**Extract**
━━━
In vivo effects of abused 'bath salt' constituent 3,4-methylenedioxypyrovalerone (MDPV) in mice: drug discrimination, thermoregulation, and locomotor activity.

Neuropsychopharmacology 2013 Mar 8;38(4):563-73. Epub 2012 Nov 8.

Department of Pharmacology and Toxicology, College of Medicine, University of Arkansas for Medical Sciences, Little Rock, AR 72205, USA.

In recent years, synthetic analogues of naturally occurring cathinone have emerged as psychostimulant-like drugs of abuse in commercial 'bath salt' preparations. 3,4-Methylenedioxypyrovalerone (MDPV) is a common constituent of these illicit products, and its structural similarities to the more well-known drugs of abuse 3,4-methylenedioxymethamphetamine (MDMA), and methamphetamine (METH) suggest that it may have similar in vivo effects to these substances. In these studies, adult male NIH Swiss mice were trained to discriminate 0.3 mg/kg MDPV from saline, and the interoceptive effects of a range of substitution doses of MDPV, MDMA, and METH were then assessed. In separate groups of mice, surgically implanted radiotelemetry probes simultaneously monitored thermoregulatory and locomotor responses to various doses of MDPV and MDMA, as a function of ambient temperature. We found that mice reliably discriminated the MDPV training dose from saline and that cumulative doses of MDPV, MDMA, and METH fully substituted for the MDPV training stimulus. All three drugs had similar ED(50) values in this procedure. Stimulation of motor activity was observed following administration of a wide range of MDPV doses (1-30 mg/kg), and the warm ambient temperature potentiated motor activity and elicited profound stereotypy and self-injurious behavior at 30 mg/kg. In contrast, MDPV-induced hyperthermic effects were observed in only the warm ambient environment. This pattern of effects is in sharp contrast to MDMA, where ambient temperature interacts with thermoregulation, but not locomotor activity. These studies suggest that although the interoceptive effects of MDPV are similar to those of MDMA and METH, direct effects on thermoregulatory processes and locomotor activity are likely mediated by different mechanisms than those of MDMA.
━━━
**Record excerpts**
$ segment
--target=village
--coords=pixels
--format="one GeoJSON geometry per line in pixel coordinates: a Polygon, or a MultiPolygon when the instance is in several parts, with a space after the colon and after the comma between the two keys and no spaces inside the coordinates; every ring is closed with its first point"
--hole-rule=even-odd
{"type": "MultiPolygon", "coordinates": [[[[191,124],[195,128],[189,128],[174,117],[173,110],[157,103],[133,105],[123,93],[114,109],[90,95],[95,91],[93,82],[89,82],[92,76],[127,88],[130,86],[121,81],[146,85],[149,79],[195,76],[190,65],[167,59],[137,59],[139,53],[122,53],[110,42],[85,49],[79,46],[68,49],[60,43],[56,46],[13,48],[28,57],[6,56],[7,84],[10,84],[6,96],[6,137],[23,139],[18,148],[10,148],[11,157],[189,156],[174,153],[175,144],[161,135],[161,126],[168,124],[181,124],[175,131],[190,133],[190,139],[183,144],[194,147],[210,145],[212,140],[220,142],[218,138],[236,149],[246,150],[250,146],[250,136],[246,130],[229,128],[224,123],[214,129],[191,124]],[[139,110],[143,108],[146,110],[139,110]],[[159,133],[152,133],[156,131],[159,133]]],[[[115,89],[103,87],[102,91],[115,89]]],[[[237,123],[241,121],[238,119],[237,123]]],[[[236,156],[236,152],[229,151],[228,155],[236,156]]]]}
━━━
**Instructions for the task**
Reproduce the entire text on MDPV in mice word for word, from its title through its final sentence. The lines can be set aside.

**Output**
In vivo effects of abused 'bath salt' constituent 3,4-methylenedioxypyrovalerone (MDPV) in mice: drug discrimination, thermoregulation, and locomotor activity.

Neuropsychopharmacology 2013 Mar 8;38(4):563-73. Epub 2012 Nov 8.

Department of Pharmacology and Toxicology, College of Medicine, University of Arkansas for Medical Sciences, Little Rock, AR 72205, USA.

In recent years, synthetic analogues of naturally occurring cathinone have emerged as psychostimulant-like drugs of abuse in commercial 'bath salt' preparations. 3,4-Methylenedioxypyrovalerone (MDPV) is a common constituent of these illicit products, and its structural similarities to the more well-known drugs of abuse 3,4-methylenedioxymethamphetamine (MDMA), and methamphetamine (METH) suggest that it may have similar in vivo effects to these substances. In these studies, adult male NIH Swiss mice were trained to discriminate 0.3 mg/kg MDPV from saline, and the interoceptive effects of a range of substitution doses of MDPV, MDMA, and METH were then assessed. In separate groups of mice, surgically implanted radiotelemetry probes simultaneously monitored thermoregulatory and locomotor responses to various doses of MDPV and MDMA, as a function of ambient temperature. We found that mice reliably discriminated the MDPV training dose from saline and that cumulative doses of MDPV, MDMA, and METH fully substituted for the MDPV training stimulus. All three drugs had similar ED(50) values in this procedure. Stimulation of motor activity was observed following administration of a wide range of MDPV doses (1-30 mg/kg), and the warm ambient temperature potentiated motor activity and elicited profound stereotypy and self-injurious behavior at 30 mg/kg. In contrast, MDPV-induced hyperthermic effects were observed in only the warm ambient environment. This pattern of effects is in sharp contrast to MDMA, where ambient temperature interacts with thermoregulation, but not locomotor activity. These studies suggest that although the interoceptive effects of MDPV are similar to those of MDMA and METH, direct effects on thermoregulatory processes and locomotor activity are likely mediated by different mechanisms than those of MDMA.